The required output is a word-for-word restatement of the material below, from the line with "Where can the building" through its last line, inclusive.

*** SUPPLIED RECORDS ***

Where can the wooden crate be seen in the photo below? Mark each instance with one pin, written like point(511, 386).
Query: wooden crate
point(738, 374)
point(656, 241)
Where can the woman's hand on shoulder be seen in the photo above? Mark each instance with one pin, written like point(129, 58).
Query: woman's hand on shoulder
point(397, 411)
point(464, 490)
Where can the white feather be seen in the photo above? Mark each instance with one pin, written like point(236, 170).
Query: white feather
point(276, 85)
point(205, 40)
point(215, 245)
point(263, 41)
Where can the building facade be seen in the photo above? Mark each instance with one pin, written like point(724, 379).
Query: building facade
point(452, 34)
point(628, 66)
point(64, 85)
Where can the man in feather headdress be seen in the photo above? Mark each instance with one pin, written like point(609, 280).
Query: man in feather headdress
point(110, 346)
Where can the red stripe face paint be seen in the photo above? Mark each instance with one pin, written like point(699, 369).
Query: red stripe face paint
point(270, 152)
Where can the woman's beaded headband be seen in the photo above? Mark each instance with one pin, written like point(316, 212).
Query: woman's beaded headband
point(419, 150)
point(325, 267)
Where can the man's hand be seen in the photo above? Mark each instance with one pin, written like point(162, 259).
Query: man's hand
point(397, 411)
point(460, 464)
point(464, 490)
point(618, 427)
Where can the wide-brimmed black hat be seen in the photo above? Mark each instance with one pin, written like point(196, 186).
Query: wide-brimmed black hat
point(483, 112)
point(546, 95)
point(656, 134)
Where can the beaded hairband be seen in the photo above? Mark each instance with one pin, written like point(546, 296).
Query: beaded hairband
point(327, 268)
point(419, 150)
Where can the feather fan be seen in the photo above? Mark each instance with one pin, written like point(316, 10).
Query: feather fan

*** End of SUPPLIED RECORDS ***

- OUTPUT BELOW -
Where can the building facade be seen in the photo above? Mark each instance with one pin, written like point(724, 379).
Query: building facade
point(452, 34)
point(628, 66)
point(64, 85)
Where can the man in feather headdress be seen in the photo above? Mark each instance with one pin, written like point(609, 280).
Query: man in feather headdress
point(110, 346)
Where can the red stripe face paint be seen in the photo above? Mark each instance with one pin, written like point(699, 369).
Query: red stripe face paint
point(270, 152)
Where can the woman's beaded headband be seen in the photo above? Mark each instance with one pin, written like point(316, 212).
Query: woman's beaded headband
point(419, 150)
point(325, 267)
Where can the man's hand be seen in the photo above? Mark each instance with one pin, written like point(162, 259).
Query: man's hand
point(397, 411)
point(460, 464)
point(464, 490)
point(618, 427)
Where can the wide-brimmed black hat be seen in the photo above? Mark each instance with one pin, written like point(196, 186).
Query: wide-brimmed black hat
point(483, 112)
point(546, 95)
point(656, 134)
Where can the beaded hairband be seen in the photo above? Mark each instance with one pin, written like point(546, 296).
Query: beaded hairband
point(327, 268)
point(419, 150)
Where can the feather fan be seen in the photo above? Mark each instance with one pin, written like point(316, 10).
Query: feather fan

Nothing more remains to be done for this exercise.